**** DATA SECTION ****

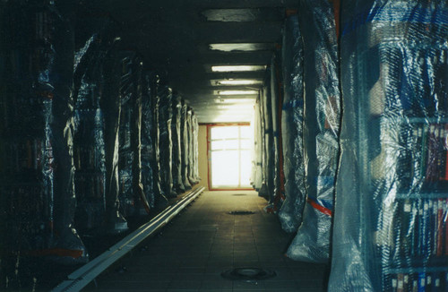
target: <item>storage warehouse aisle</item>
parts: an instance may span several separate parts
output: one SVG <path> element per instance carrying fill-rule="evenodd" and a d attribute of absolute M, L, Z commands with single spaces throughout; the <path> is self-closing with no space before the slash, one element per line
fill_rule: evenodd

****
**** DATA SECTION ****

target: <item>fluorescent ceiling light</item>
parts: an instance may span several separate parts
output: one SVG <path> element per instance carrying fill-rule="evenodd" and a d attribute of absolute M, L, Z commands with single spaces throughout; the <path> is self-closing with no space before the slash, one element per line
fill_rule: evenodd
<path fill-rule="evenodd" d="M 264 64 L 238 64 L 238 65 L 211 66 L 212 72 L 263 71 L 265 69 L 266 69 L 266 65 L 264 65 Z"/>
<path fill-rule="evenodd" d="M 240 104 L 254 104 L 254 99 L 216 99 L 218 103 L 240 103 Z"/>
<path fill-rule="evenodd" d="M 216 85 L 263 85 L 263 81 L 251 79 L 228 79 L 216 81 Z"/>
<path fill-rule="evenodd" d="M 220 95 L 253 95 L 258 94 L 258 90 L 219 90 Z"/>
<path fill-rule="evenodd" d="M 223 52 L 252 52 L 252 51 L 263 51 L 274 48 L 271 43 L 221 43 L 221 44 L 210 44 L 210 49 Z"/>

****

- [TASK GOAL]:
Pull out every line of the data above that contains the string "target".

- [RESPONSE TO THIS EXERCISE]:
target: <item>storage warehouse aisle</item>
target: <item>fluorescent ceiling light</item>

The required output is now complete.